# Selected excerpt
Brian Harman began holding open gyms for players again.

He went back to work at the family building-supply business.

Desirae started baby-sitting.

The family found comfort through church, the community and friends.

And life slowly began getting back to normal.

Tragedy strikes again

Sept. 14 was one of those normal days. Desirae Harman was cooking breakfast for her daughter, Destiny, and another child, Madison.

Then the phone rang.

Harman immediately recognized the panicked voice on the other end of the line as her father's.

"Sherrie's been shot!" Ray Goff screamed.

"What?"

Goff repeated himself.

"No way! No way, Dad!" Harman yelled.

Her sister had been fatally shot multiple times in the chest in her Bedford County home that morning. Louis O'Brien, the man who had accompanied Conner on visits to see Chance in the hospital, was suspected in the shooting.

O'Brien died at Roanoke Memorial later that day of a self-inflicted gunshot wound to the head. He had shot through a glass door and entered Conner's Centerville home armed, Harman was told later by authorities.

Zack was OK after running into the bathroom with his mother's cellphone, which started ringing coincidentally when the first shots were fired.

It was his grandmother, Becky Goff. Zack told her someone had been shot and hung up the phone. He then called 911.

A SWAT team member later pulled him out of a window to safety.

After the call from her father, Harman knew only that her sister had been shot. There was a possibility she might still be alive. Her instincts told her otherwise.

"Not my sister, too!" she cried aloud.

Harman dropped to her knees and began to weep and pray.

It had been a little more than two months since she had lost her son. Now this.

# Brief 1
Write out the Harman family excerpt from the words "Her sister had been fatally" through the words "window to safety.".
# Brief 2
In the Harman family excerpt, what did O'Brien shoot through to get into Conner's Centerville home?
The material after this point comes from a separate source.

# Extracted information
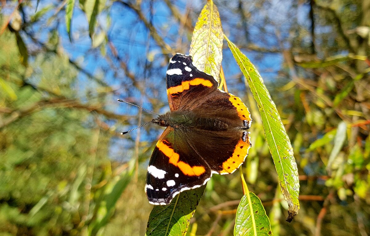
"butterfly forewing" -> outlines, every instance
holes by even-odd
[[[145,186],[155,205],[168,204],[179,193],[204,185],[213,173],[232,173],[251,145],[248,109],[239,98],[218,89],[191,56],[172,57],[166,83],[171,112],[155,123],[168,126],[152,155]]]

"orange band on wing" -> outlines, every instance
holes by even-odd
[[[178,93],[187,90],[190,87],[191,85],[199,85],[202,84],[206,87],[212,87],[213,84],[208,80],[201,78],[195,78],[191,80],[183,81],[181,84],[177,86],[170,87],[167,89],[167,93],[171,94]]]
[[[184,174],[190,176],[199,176],[205,172],[206,170],[203,166],[195,166],[192,167],[187,163],[182,161],[179,161],[180,156],[175,152],[173,149],[166,145],[169,144],[166,140],[159,140],[156,146],[160,151],[169,159],[169,162],[178,167]]]
[[[232,173],[235,171],[243,162],[248,154],[248,150],[250,147],[249,137],[245,142],[243,140],[239,140],[234,149],[232,155],[222,163],[223,169],[220,172],[220,174]]]
[[[229,99],[229,100],[231,102],[233,106],[236,108],[238,114],[240,119],[243,120],[252,120],[248,107],[245,106],[239,98],[232,95]]]

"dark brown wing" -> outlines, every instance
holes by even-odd
[[[194,66],[191,56],[175,55],[169,61],[166,74],[171,111],[181,109],[195,99],[205,97],[217,89],[217,82]]]

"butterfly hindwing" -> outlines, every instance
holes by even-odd
[[[171,111],[152,121],[167,128],[151,158],[145,186],[149,202],[157,205],[204,185],[212,174],[234,172],[251,146],[250,114],[239,97],[218,89],[190,56],[174,56],[166,74]]]
[[[180,134],[167,127],[154,148],[145,187],[151,203],[169,204],[178,193],[200,187],[209,179],[211,169]]]

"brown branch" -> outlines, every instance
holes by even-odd
[[[117,49],[114,46],[114,44],[113,44],[113,42],[111,41],[108,41],[108,46],[109,47],[109,48],[111,50],[111,51],[112,52],[112,54],[113,54],[113,56],[114,57],[116,60],[118,61],[120,63],[120,65],[121,66],[121,67],[123,69],[124,71],[125,72],[125,74],[126,74],[126,76],[131,80],[131,81],[132,82],[133,85],[135,87],[139,90],[139,91],[140,92],[141,94],[145,94],[145,92],[144,91],[142,86],[140,84],[138,83],[137,82],[136,78],[135,77],[135,75],[133,73],[128,70],[127,64],[126,64],[126,62],[123,61],[121,57],[120,57],[118,55]]]
[[[339,18],[338,15],[337,15],[337,13],[334,10],[332,9],[330,7],[317,4],[317,1],[316,1],[316,6],[319,9],[324,11],[326,11],[332,15],[333,18],[332,21],[334,24],[336,25],[336,28],[337,29],[337,31],[338,34],[339,34],[339,36],[344,41],[344,43],[346,43],[349,51],[350,52],[355,53],[354,50],[353,48],[352,47],[352,46],[351,46],[351,43],[348,37],[347,37],[347,35],[346,35],[346,34],[344,33],[344,29],[343,29],[343,27],[342,26],[342,23],[340,19]]]
[[[165,0],[164,1],[171,11],[172,16],[175,17],[180,24],[184,26],[188,31],[190,32],[192,32],[193,30],[194,30],[194,27],[192,24],[191,20],[188,17],[188,14],[187,13],[184,16],[182,16],[180,11],[175,6],[175,5],[171,3],[169,0]]]
[[[321,231],[321,224],[322,222],[323,219],[326,214],[327,211],[327,207],[329,205],[329,203],[330,200],[333,198],[334,195],[334,190],[332,190],[329,193],[326,197],[325,198],[324,201],[324,204],[323,205],[323,207],[320,210],[319,215],[317,216],[317,219],[316,221],[316,229],[315,230],[314,236],[320,236]]]
[[[144,24],[145,25],[145,27],[150,31],[152,37],[153,38],[153,39],[157,43],[157,44],[161,48],[162,50],[162,53],[167,58],[168,60],[169,60],[169,58],[168,57],[168,54],[172,51],[171,47],[165,42],[163,38],[158,33],[158,32],[157,31],[155,27],[145,18],[145,16],[144,16],[141,12],[141,9],[140,5],[139,4],[136,4],[134,5],[130,3],[125,3],[122,0],[116,0],[116,1],[128,7],[135,11],[138,15],[138,16],[139,17],[139,19],[142,21]]]

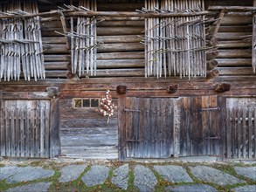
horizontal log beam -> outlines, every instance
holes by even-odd
[[[98,60],[106,59],[144,59],[144,51],[97,53]]]
[[[249,6],[209,6],[208,10],[225,10],[225,11],[251,11],[256,10],[256,7]]]
[[[140,12],[125,12],[125,11],[74,11],[65,12],[66,16],[73,17],[189,17],[189,16],[202,16],[211,14],[209,11],[198,11],[198,12],[183,12],[183,13],[140,13]]]
[[[140,43],[100,44],[97,52],[139,51],[144,51],[144,45]]]
[[[251,50],[218,50],[217,58],[252,58]]]

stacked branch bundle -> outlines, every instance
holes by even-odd
[[[147,0],[144,13],[203,11],[202,0]],[[145,18],[145,77],[206,76],[204,16]]]
[[[80,0],[79,7],[70,9],[78,11],[97,10],[97,1]],[[72,72],[85,72],[96,75],[96,17],[78,17],[76,21],[71,17],[71,63]],[[75,27],[76,24],[76,27]]]
[[[45,79],[43,45],[39,17],[22,17],[38,13],[38,3],[11,1],[0,15],[17,16],[0,20],[0,80]]]

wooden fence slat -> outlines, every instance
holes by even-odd
[[[226,157],[228,159],[231,159],[232,157],[232,110],[228,110],[227,111],[227,117],[226,117],[226,137],[225,137],[225,141],[226,141]]]
[[[248,107],[248,158],[253,158],[253,110]]]
[[[246,106],[244,106],[243,108],[243,126],[242,126],[242,133],[243,134],[241,135],[242,138],[243,138],[243,158],[246,158],[246,148],[247,148],[247,144],[246,144],[246,140],[247,140],[247,137],[246,137],[246,132],[247,132],[247,129],[248,129],[248,127],[246,126],[246,117],[247,117],[247,108]]]

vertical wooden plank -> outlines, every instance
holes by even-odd
[[[219,131],[219,154],[222,155],[222,160],[225,157],[226,154],[226,99],[224,97],[218,97],[218,107],[219,112],[218,113],[218,131]]]
[[[150,111],[150,99],[146,98],[145,99],[145,110],[144,113],[144,150],[143,150],[143,158],[149,158],[150,154],[150,147],[151,147],[151,127],[150,127],[150,118],[151,118],[151,111]]]
[[[244,106],[243,109],[242,109],[242,113],[243,113],[243,126],[242,126],[242,142],[243,142],[243,158],[246,158],[247,156],[247,144],[246,144],[246,140],[247,140],[247,126],[246,126],[246,117],[247,116],[247,107],[246,106],[246,105]]]
[[[20,156],[25,156],[25,124],[24,124],[24,102],[19,101],[20,106]]]
[[[59,105],[59,99],[51,99],[50,158],[58,157],[60,154]]]
[[[140,99],[140,120],[139,120],[139,138],[138,140],[140,141],[139,146],[138,146],[138,158],[142,158],[143,157],[143,150],[144,150],[144,129],[145,129],[145,125],[144,125],[144,115],[146,113],[145,110],[145,100],[143,99]]]
[[[126,146],[127,146],[127,157],[133,157],[133,144],[134,142],[131,141],[133,140],[132,138],[132,120],[133,120],[133,107],[134,107],[134,99],[135,98],[127,98],[125,102],[125,108],[128,109],[126,111]]]
[[[25,156],[30,157],[30,116],[31,116],[31,106],[29,102],[24,107],[24,126],[25,126]]]
[[[256,107],[254,107],[254,125],[253,125],[253,129],[254,129],[254,158],[256,158]]]
[[[248,158],[253,158],[253,108],[248,107]]]
[[[39,102],[39,112],[40,112],[40,145],[39,145],[39,149],[40,149],[40,157],[45,157],[44,152],[45,152],[45,101]]]
[[[241,158],[241,147],[242,147],[242,141],[241,141],[241,135],[242,135],[242,117],[243,117],[243,110],[239,106],[238,109],[238,130],[237,130],[237,150],[238,150],[238,158]]]
[[[118,157],[119,160],[124,161],[126,160],[126,113],[124,112],[125,108],[126,97],[125,95],[121,96],[118,99],[118,141],[119,141],[119,150],[118,150]]]
[[[16,131],[15,131],[15,116],[16,116],[16,102],[14,100],[11,100],[10,102],[10,156],[15,156],[16,155]]]
[[[199,148],[200,136],[202,133],[202,99],[200,97],[191,98],[192,113],[192,130],[191,130],[191,155],[200,155],[202,149]]]
[[[134,107],[135,111],[133,113],[133,120],[132,120],[132,138],[133,140],[136,141],[133,143],[133,157],[138,157],[138,153],[139,153],[139,145],[140,143],[137,141],[139,141],[139,122],[140,122],[140,99],[139,98],[135,98],[134,100]]]
[[[50,157],[50,100],[45,101],[45,157]]]
[[[256,7],[256,0],[253,0],[253,6]],[[253,72],[256,72],[256,13],[253,17],[253,51],[252,51],[252,64]]]
[[[215,108],[218,107],[217,105],[217,96],[210,97],[210,107]],[[211,137],[219,137],[219,130],[218,124],[218,110],[211,110],[210,111],[210,118],[211,121]],[[210,140],[210,151],[211,154],[216,155],[219,154],[219,140],[218,139],[211,139]]]
[[[210,140],[205,138],[210,137],[210,125],[209,125],[209,111],[204,110],[204,108],[209,107],[210,98],[209,96],[202,97],[202,128],[203,128],[203,153],[202,154],[210,154]]]
[[[226,99],[226,137],[225,137],[225,142],[226,142],[226,158],[231,159],[232,157],[232,125],[233,122],[232,119],[232,108],[230,106],[230,100],[232,99]],[[225,148],[225,147],[224,147]],[[224,149],[223,148],[223,149]]]
[[[30,102],[30,116],[29,116],[29,140],[30,140],[30,156],[35,157],[35,120],[36,120],[36,107],[35,101],[32,100]]]
[[[187,126],[186,126],[186,113],[185,113],[185,102],[186,98],[180,99],[180,156],[186,155],[187,146]]]
[[[4,101],[2,99],[2,92],[0,91],[0,132],[1,132],[1,137],[0,137],[0,156],[5,156],[6,155],[6,126],[4,124],[5,122],[5,106],[4,106]]]
[[[16,101],[16,106],[15,106],[15,132],[16,132],[16,156],[20,157],[20,105],[19,100]]]
[[[170,155],[167,154],[167,130],[169,125],[167,124],[167,120],[169,117],[166,116],[167,106],[170,102],[170,99],[161,99],[161,106],[160,106],[160,118],[159,118],[159,127],[160,127],[160,157],[168,158]]]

# Task response 1
Her sister had been fatally shot multiple times in the chest in her Bedford County home that morning. Louis O'Brien, the man who had accompanied Conner on visits to see Chance in the hospital, was suspected in the shooting.

O'Brien died at Roanoke Memorial later that day of a self-inflicted gunshot wound to the head. He had shot through a glass door and entered Conner's Centerville home armed, Harman was told later by authorities.

Zack was OK after running into the bathroom with his mother's cellphone, which started ringing coincidentally when the first shots were fired.

It was his grandmother, Becky Goff. Zack told her someone had been shot and hung up the phone. He then called 911.

A SWAT team member later pulled him out of a window to safety.

# Task response 2
A glass door.